··· Record extracts ···

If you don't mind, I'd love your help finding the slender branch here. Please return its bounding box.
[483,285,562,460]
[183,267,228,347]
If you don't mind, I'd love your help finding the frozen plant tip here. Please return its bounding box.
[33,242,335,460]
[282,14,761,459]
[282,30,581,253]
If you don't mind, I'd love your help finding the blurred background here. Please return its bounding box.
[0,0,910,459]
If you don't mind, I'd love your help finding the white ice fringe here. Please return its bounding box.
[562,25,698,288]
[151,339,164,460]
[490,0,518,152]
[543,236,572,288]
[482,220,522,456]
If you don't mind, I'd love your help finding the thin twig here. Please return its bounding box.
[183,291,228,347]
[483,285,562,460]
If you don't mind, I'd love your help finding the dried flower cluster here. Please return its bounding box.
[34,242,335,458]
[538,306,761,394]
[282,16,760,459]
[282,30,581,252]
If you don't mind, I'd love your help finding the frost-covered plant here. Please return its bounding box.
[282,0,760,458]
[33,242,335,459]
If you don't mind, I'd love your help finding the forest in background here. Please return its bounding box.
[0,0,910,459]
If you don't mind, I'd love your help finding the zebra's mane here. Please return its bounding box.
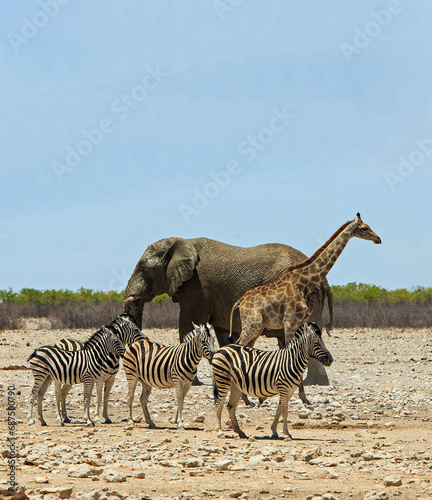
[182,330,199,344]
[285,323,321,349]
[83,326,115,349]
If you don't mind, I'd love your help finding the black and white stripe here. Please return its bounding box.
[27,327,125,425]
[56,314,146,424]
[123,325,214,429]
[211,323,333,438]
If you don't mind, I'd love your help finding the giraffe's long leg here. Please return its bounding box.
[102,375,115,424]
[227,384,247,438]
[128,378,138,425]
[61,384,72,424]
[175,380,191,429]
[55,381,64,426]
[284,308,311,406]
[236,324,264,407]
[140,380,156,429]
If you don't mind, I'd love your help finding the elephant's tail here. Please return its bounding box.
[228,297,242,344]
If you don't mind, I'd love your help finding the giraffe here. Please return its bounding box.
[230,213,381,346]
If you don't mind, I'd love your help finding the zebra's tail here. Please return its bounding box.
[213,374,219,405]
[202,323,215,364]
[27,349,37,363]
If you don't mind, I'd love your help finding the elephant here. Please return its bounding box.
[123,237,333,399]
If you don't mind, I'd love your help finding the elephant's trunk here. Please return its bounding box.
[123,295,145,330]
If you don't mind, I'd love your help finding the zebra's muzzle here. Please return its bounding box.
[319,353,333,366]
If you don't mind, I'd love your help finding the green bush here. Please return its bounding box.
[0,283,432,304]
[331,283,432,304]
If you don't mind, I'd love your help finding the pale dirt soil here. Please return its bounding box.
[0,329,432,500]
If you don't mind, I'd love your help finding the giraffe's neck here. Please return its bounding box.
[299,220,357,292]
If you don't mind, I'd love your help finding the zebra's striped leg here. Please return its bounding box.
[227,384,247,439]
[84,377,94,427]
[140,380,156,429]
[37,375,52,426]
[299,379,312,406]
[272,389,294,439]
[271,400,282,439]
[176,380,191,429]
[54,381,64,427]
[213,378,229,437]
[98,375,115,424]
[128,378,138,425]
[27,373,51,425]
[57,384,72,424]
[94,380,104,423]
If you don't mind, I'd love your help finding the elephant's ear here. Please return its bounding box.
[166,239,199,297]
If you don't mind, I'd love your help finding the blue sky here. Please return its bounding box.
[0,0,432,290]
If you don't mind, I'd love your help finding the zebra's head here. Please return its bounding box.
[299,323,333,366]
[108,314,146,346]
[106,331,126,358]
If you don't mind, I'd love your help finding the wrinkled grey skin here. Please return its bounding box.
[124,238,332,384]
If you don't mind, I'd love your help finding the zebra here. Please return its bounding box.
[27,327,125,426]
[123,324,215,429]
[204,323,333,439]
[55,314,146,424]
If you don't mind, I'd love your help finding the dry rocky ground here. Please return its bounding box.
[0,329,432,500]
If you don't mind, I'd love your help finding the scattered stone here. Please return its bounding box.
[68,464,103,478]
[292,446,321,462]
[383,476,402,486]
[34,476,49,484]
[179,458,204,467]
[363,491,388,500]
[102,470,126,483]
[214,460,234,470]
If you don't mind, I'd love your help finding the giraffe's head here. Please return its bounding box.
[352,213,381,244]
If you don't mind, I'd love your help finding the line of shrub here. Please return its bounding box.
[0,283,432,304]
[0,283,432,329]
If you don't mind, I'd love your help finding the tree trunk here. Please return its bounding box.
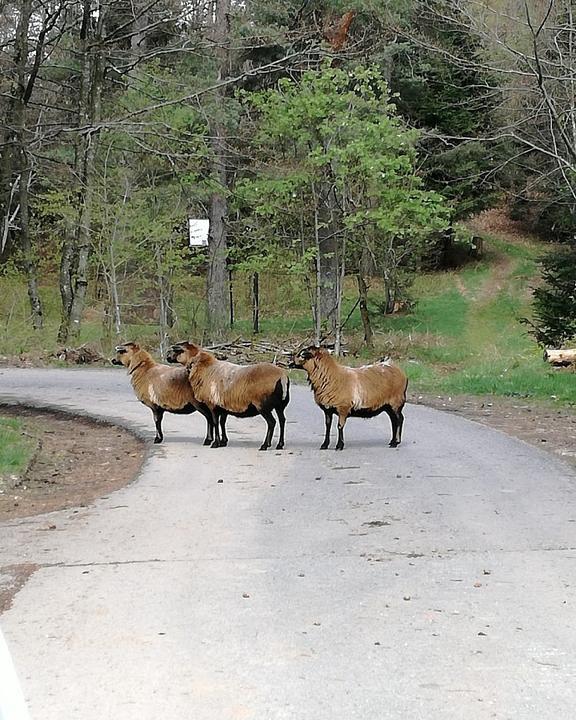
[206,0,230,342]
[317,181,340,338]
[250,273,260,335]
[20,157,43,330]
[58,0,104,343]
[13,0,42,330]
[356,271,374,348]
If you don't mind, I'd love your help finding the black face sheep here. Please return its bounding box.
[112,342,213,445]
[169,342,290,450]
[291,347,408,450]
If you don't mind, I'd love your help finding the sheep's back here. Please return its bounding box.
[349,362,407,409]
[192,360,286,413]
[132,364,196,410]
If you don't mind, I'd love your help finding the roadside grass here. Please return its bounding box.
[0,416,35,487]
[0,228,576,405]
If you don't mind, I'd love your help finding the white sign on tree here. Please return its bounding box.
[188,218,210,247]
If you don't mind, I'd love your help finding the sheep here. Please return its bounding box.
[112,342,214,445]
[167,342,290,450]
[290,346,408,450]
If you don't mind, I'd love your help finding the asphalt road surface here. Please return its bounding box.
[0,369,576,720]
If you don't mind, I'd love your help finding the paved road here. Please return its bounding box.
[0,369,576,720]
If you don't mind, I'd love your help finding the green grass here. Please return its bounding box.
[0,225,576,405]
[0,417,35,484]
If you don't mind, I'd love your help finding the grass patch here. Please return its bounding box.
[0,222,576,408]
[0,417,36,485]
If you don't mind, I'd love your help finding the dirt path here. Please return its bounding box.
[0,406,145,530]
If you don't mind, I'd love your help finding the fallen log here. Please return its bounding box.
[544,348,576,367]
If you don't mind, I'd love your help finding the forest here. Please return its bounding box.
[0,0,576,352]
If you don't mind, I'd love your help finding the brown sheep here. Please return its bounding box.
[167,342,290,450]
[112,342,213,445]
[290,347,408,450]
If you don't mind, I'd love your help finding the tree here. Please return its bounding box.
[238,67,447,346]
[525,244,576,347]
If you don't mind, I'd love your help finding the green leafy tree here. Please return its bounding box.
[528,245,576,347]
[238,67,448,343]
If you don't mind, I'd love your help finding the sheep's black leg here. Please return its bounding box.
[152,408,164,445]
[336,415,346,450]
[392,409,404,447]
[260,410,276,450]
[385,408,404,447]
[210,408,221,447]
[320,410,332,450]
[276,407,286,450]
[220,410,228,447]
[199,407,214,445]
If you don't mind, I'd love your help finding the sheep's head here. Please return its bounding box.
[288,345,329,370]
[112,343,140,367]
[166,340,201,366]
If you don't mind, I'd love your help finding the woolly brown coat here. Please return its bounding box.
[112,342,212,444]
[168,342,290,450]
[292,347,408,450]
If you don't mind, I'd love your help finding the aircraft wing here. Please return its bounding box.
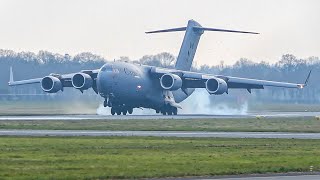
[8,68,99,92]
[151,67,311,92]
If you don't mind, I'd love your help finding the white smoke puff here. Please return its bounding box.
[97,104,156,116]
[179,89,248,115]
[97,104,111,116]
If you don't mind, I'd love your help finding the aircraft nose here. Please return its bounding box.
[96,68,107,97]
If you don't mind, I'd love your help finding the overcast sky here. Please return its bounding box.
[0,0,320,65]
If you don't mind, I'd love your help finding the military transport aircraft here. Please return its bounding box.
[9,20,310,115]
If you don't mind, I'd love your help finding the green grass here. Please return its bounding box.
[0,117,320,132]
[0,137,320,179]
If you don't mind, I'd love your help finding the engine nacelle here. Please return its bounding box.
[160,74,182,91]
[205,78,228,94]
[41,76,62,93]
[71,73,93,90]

···
··· Record extracts ···

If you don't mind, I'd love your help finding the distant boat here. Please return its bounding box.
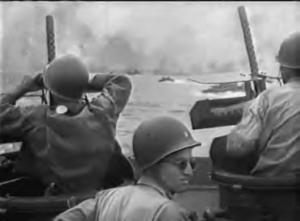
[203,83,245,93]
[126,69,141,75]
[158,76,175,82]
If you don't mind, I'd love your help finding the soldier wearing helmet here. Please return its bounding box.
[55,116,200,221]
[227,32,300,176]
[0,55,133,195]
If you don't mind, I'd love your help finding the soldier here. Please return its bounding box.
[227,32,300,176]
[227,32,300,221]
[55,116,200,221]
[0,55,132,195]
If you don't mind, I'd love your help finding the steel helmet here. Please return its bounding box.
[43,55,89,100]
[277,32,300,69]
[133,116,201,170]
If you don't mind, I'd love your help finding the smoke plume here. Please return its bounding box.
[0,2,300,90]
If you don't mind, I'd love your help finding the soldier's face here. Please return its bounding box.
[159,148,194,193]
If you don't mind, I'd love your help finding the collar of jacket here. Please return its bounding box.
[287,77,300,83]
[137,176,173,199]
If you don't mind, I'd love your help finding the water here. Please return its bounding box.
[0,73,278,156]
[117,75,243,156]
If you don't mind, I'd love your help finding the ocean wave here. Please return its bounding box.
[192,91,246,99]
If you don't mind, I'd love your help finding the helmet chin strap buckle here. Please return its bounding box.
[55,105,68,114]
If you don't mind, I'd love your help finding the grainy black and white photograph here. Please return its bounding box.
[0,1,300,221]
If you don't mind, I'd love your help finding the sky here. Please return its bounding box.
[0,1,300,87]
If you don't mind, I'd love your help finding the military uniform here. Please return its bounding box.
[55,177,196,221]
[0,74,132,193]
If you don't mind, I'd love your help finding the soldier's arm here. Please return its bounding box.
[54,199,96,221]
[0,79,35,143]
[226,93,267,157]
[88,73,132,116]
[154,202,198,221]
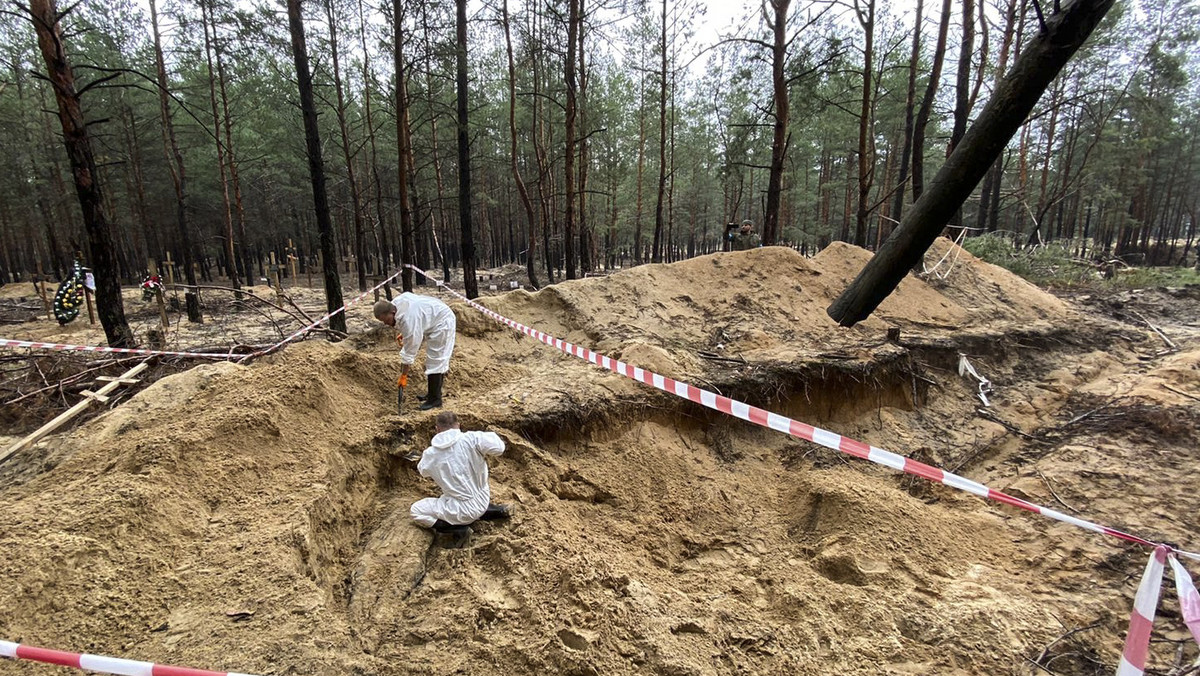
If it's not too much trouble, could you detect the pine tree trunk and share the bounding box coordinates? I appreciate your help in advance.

···

• Given request
Rewrite the records from the line with "sheep's head here. Please return its bounding box." to the line with "[151,67,311,92]", changing "woolly brown coat" to "thick brown fleece" and keeping everything else the same. Leave the pictures out.

• Written answer
If you don't mind, I'd love your help finding the sheep's head here. Please return its bounding box.
[288,345,329,370]
[112,343,140,367]
[166,340,201,366]
If you don't mind, I'd love your help finding the thick brown fleece here. Please return its bounding box.
[112,342,212,444]
[168,342,290,450]
[292,347,408,450]
If you don't mind, I'd love your help finding the aircraft wing here. Please return its bounding box.
[8,68,99,92]
[151,67,311,92]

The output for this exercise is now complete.